• Reading passage:
════

You go tote that bale.....

We will be here when you return.

If like me you are a morning coffee poster we will "see" you tomorrow morning ;-)

mimi


----------



## mikeswoods (Jun 14, 2013)

Thanks---I'll be back----look for an old thread of mine about Berta----Mike-----


----------



## triddick1 (Feb 1, 2014)

You sound like you've had an interesting life. The deli sounds great. I go out of my way for mom and pop restaurants, especially delis, bagel shops, and coffee shops. They just have the ability to make me feel happy as soon as I step foot in the door. It sounds like your deli was the same. I'm sure many lessons came over the years. Glad to hear you also found your true love. Its interesting how we have youth choose career paths before fully developing, or how we just end up in certain careers. 

And yes, I'm still interested.


----------



## mikeswoods (Jun 14, 2013)

Time went on---the bank next door to the shop bought up the whole block in order to expand---

My folks bought a nice historic building across the street---

The new building would house the Deli and gift shop--a kitchen would be needed and the basement was the logical spot.

My father set up the drafting table in the living room--Oh,boy----there was a 50 seat restaurant in the basement---oh god--

"Dad, what do you know about running a restaurant?" I asked---

"---------Well, I worked in a soda fountain when I was in high school----------"

════

• Material for the task:
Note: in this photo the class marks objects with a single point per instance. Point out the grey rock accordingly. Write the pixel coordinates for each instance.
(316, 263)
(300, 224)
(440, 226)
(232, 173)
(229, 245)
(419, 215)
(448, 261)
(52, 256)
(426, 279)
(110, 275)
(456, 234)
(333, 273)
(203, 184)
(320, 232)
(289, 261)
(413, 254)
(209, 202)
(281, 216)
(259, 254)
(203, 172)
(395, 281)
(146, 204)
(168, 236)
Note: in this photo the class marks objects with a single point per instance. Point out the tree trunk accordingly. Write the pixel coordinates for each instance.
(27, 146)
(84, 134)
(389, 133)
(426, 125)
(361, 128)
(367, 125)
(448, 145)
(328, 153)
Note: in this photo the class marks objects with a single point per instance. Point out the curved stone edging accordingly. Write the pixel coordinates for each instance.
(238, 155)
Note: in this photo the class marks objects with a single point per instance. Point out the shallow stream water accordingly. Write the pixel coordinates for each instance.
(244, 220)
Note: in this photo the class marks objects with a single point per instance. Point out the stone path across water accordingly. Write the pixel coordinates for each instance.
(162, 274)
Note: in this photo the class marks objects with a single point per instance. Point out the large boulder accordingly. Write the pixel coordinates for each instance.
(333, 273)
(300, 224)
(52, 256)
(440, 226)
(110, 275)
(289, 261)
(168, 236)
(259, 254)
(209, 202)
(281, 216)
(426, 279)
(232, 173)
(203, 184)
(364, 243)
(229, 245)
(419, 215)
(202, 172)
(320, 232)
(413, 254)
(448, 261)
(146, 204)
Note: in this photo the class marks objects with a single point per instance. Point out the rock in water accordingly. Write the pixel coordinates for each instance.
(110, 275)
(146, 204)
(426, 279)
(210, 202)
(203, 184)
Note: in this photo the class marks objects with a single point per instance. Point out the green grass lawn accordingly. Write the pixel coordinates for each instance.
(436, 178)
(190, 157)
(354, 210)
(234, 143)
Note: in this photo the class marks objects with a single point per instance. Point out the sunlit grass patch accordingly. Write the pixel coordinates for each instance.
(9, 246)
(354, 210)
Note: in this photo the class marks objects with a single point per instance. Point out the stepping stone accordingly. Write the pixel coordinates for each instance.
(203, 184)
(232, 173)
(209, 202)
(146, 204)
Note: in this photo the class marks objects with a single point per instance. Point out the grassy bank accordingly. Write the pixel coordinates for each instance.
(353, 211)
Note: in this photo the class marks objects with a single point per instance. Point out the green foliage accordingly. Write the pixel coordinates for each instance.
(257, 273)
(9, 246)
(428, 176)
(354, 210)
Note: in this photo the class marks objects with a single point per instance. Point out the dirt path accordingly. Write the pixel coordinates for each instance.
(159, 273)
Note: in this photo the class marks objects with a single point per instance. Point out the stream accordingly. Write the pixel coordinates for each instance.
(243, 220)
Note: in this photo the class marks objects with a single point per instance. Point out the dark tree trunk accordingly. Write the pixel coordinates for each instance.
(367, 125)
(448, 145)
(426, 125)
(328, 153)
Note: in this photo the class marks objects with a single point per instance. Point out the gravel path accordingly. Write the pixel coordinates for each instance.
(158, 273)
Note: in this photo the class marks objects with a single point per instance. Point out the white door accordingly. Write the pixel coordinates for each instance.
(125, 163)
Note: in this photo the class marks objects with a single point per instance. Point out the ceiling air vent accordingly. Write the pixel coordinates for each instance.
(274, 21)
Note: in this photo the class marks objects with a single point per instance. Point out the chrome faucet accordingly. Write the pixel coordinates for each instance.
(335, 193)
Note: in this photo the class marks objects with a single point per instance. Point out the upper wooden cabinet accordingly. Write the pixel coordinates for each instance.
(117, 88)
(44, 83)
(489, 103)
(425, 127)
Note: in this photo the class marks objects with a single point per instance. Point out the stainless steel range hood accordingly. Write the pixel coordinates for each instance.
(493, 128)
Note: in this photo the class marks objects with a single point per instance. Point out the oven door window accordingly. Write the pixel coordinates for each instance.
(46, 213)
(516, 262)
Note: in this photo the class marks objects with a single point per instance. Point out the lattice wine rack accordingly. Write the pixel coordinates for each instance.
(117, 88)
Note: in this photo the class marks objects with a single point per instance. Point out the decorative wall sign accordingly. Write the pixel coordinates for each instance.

════

• Problems to work on:
A) Find each line of the listing that contains the string "water", and copy those lines out in full.
B) Pick up the forum thread about the family deli after its last post and write the next part.

• Answers provided:
A)
Note: in this photo the class marks objects with a single point per instance. Point out the shallow stream water accordingly. Write the pixel coordinates for each instance.
Note: in this photo the class marks objects with a single point per instance. Point out the stone path across water accordingly. Write the pixel coordinates for each instance.
Note: in this photo the class marks objects with a single point per instance. Point out the rock in water accordingly. Write the pixel coordinates for each instance.

B)
I helped build out the new shop and restaurant.  The last thing I did before heading out to California was carve them a nice redwood sign for above the door.

I set off to go to school and start building furniture----Ah,to be 20 again----


----------



## triddick1 (Feb 1, 2014)

Ah, to be 20 again... I was the girl that threw bbqs and would pre-sale meals by the plate (different price for ribs vs chicken). I had one friend check names off the "list" at the door and had another in charge of what I thought to be a simple task, salad. The friend in charge of the list did a great job. She was feisty so telling people no came naturally. The friend in charge of the salad....not so good. I noticed she put an entire head of lettuce under running water (to clean the lettuce). She was instantly fired. Good times. 

There were bbqs all the time in school but they consisted of hot dogs and potato chips. This was an insult to me. I had ribs, and they sold very well. My friends and I laugh at that to this day, because who charges someone to go to a BBQ??? I did. That should have qued me to take a different direction in life. Those were the days.


----------



## mikeswoods (Jun 14, 2013)

That's funny---I remember the first food fest we were in--

The other vendors scoffed at our prices---you're way to high!

We were really busy---best selling booth at that fest---some people like food ---


----------



## flipflopgirl (Jun 27, 2012)

I once set up a bar for an old friend (everyone in the bar business is an old friend lol).

Vintage downtown building very trendy area.

The county courthouse and a zillion attnys (and their office staff) within walking distance.

Exposed brick and sky high original pressed tin ceilings.

Tried to talk him out of placing his cigar and vintage scotch room up ALL THOSE STEEP STAIRS but he wouldn't listen.

Even built a humidor up there.

Never took off /img/vbsmilies/smilies/rolleyes.gif.

That area is still trendy and the building is occupied by a ladies who lunch place.

They are making a fortune catering all the women's clubs.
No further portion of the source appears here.